### Material supplied ###
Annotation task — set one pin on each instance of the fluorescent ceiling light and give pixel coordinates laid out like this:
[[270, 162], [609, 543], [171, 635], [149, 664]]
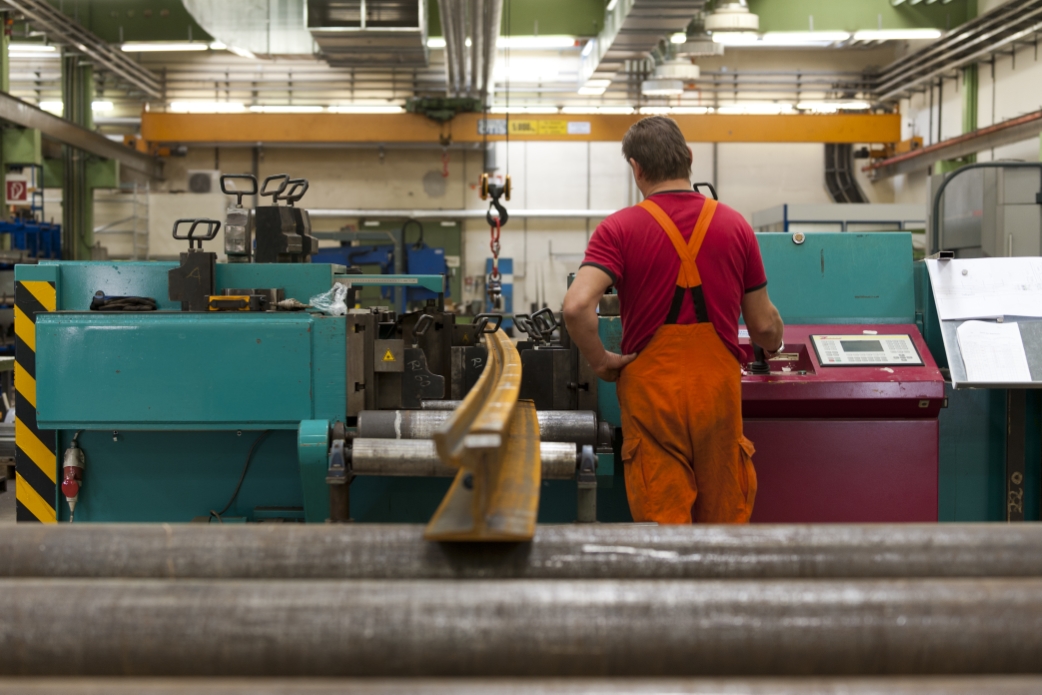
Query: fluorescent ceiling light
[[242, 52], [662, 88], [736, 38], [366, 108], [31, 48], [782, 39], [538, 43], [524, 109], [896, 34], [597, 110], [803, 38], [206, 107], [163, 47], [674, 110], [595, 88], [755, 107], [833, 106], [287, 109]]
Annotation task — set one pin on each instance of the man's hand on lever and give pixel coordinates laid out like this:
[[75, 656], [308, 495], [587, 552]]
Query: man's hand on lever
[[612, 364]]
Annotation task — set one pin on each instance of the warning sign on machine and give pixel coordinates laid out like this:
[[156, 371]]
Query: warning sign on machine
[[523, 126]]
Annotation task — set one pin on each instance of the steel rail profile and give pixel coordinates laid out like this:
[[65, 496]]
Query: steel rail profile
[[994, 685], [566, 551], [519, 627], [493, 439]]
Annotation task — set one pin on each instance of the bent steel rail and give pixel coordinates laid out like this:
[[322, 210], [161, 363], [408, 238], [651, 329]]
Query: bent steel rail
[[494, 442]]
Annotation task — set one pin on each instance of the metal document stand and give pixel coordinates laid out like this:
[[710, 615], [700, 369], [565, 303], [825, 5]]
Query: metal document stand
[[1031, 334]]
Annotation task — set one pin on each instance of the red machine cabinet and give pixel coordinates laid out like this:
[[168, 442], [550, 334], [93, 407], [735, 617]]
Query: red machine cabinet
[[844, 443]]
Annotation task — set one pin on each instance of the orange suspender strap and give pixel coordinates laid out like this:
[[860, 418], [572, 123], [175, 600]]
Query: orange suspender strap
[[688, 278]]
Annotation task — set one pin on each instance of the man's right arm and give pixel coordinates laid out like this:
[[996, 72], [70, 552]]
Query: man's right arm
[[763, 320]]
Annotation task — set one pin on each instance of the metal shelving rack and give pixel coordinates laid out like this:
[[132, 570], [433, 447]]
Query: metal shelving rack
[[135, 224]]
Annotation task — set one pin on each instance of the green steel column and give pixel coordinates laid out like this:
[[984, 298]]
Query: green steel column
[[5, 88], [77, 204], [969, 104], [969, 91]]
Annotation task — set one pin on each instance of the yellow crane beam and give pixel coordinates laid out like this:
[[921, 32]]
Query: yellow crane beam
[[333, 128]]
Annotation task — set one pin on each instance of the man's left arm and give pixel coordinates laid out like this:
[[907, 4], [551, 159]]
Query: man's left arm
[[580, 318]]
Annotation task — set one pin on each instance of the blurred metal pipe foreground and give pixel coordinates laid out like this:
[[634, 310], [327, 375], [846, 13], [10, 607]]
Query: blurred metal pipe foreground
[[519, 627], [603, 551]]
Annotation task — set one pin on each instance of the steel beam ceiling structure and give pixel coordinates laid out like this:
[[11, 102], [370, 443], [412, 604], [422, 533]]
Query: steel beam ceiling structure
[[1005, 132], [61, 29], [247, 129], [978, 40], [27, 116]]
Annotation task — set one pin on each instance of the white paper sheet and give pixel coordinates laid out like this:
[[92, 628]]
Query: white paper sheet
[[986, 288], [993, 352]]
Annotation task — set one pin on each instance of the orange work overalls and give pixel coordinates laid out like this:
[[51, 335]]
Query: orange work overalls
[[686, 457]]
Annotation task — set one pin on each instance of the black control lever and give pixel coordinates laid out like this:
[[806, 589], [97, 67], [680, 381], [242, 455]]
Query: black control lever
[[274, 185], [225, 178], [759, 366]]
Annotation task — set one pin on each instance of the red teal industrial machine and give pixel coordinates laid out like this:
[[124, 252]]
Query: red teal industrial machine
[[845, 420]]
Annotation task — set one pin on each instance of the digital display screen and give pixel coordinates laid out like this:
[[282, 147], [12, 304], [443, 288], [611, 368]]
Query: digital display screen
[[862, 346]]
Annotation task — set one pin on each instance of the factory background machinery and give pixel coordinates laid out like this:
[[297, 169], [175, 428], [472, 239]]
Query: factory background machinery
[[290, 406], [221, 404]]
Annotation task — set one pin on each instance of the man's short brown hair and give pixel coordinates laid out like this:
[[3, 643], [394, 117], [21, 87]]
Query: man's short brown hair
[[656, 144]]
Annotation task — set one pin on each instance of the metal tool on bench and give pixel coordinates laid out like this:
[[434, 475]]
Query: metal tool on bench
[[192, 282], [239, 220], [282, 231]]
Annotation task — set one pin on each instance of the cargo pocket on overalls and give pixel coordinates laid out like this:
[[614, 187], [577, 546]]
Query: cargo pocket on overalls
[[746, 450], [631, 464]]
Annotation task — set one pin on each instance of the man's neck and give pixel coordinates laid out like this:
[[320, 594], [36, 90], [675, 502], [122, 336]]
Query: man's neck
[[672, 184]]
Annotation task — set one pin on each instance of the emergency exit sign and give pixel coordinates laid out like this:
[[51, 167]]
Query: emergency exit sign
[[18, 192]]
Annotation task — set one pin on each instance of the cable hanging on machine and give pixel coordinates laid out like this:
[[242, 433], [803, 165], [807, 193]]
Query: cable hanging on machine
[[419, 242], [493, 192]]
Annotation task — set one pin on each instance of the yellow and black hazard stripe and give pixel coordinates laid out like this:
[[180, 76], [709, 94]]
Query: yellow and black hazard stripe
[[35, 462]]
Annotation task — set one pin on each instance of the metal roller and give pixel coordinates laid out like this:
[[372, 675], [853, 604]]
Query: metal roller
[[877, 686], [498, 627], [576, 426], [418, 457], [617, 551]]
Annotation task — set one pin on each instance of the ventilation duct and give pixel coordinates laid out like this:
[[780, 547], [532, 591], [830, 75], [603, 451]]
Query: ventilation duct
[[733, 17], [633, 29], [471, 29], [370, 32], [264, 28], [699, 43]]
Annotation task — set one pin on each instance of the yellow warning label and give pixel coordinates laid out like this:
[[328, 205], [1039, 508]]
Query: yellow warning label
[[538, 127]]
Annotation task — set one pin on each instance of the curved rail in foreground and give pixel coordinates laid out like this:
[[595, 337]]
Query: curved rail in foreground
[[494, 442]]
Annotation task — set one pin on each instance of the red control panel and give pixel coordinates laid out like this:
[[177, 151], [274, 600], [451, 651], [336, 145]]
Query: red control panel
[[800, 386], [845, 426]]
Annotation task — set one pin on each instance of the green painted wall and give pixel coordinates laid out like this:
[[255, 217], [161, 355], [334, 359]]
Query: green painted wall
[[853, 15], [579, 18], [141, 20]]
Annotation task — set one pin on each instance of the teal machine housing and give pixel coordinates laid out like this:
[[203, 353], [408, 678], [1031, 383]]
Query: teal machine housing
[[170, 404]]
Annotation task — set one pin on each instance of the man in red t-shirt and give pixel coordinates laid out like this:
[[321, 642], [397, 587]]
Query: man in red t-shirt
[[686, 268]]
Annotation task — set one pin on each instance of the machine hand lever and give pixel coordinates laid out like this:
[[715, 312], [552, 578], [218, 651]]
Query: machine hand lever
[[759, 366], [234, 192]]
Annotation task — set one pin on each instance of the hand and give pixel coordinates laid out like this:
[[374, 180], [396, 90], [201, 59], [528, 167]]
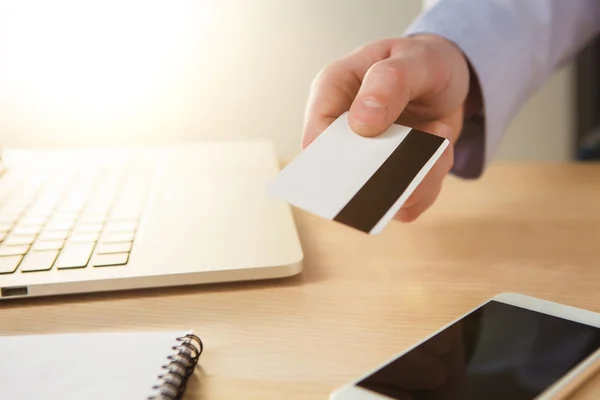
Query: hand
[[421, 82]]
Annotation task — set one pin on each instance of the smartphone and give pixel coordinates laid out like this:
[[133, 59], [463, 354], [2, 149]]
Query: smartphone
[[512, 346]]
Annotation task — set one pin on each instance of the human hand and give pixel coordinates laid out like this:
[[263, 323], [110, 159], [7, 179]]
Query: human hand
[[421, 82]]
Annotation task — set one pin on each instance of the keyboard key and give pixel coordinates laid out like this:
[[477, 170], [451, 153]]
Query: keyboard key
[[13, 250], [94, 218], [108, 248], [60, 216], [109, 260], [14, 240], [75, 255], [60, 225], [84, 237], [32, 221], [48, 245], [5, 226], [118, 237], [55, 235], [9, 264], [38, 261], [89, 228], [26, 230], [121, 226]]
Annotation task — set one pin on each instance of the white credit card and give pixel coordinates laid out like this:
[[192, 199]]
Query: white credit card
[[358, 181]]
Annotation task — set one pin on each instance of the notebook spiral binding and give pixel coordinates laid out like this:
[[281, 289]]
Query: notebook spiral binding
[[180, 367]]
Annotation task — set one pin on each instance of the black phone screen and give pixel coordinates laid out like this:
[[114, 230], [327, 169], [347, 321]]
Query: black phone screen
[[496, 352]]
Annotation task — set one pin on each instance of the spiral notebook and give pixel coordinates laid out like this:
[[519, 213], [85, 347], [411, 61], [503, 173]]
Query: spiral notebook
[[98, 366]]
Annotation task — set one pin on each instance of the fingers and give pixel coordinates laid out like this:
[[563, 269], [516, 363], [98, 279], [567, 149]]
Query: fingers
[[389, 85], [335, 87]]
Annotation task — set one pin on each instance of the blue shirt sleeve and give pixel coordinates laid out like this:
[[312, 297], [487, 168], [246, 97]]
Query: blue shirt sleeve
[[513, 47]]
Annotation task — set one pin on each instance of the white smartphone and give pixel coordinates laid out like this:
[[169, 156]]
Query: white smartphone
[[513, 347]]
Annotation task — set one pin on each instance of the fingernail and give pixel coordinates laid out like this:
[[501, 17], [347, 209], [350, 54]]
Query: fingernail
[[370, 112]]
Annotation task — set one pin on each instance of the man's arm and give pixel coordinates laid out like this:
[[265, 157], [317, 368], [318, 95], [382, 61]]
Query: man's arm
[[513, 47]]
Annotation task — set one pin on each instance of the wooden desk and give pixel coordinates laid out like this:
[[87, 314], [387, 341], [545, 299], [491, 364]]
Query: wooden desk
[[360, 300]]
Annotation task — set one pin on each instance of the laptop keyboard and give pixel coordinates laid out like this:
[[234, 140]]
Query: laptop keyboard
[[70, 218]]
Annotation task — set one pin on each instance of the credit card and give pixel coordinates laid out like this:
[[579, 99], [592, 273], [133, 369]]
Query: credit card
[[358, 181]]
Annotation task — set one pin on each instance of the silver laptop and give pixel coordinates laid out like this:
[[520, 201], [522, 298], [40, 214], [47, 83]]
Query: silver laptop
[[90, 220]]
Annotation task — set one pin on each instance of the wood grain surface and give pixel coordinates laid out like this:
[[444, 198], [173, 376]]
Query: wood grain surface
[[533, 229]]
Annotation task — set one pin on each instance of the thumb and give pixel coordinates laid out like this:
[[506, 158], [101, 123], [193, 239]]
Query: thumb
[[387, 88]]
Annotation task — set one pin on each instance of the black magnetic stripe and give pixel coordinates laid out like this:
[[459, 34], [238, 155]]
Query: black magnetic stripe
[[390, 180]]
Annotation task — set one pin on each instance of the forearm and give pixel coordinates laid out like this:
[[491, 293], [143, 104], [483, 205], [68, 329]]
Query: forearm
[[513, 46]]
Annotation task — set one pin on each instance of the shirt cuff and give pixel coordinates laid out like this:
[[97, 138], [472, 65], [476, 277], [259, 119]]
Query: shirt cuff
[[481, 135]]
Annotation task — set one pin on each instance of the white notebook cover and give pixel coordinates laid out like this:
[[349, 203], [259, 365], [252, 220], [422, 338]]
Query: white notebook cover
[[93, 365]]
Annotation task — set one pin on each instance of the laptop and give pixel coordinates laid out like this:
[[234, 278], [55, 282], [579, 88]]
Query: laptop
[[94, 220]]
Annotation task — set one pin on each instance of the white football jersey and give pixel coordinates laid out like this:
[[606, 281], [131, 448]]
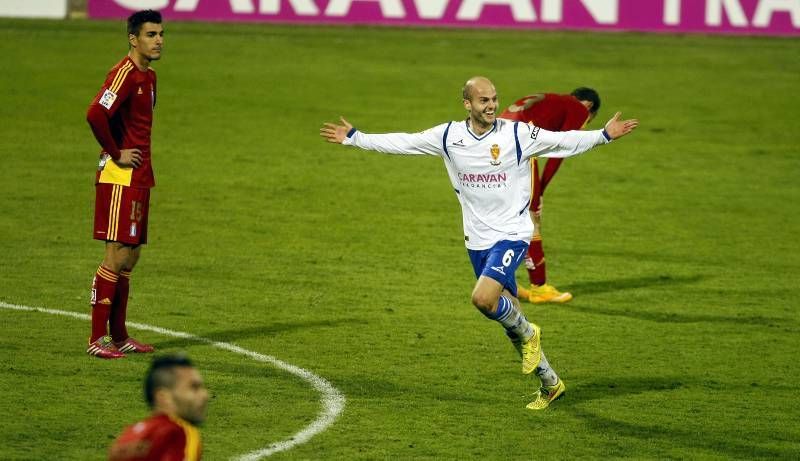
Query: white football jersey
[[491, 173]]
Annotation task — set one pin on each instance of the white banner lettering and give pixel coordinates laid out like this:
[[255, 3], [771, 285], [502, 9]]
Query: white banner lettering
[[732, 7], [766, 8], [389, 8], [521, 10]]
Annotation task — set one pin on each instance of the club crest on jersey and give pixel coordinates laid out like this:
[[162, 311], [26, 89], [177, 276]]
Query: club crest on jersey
###
* What you need to do:
Transcribe the rows word for word, beginning at the line containing "the metal document" and ending after the line containing "[[1031, 334]]".

* Answer for this exercise:
Annotation task — set one pin on each instance of the metal document stand and give pixel coordinates laid out like this:
[[710, 615], [700, 369], [565, 303], [825, 5]]
Query: metal document stand
[[1031, 334]]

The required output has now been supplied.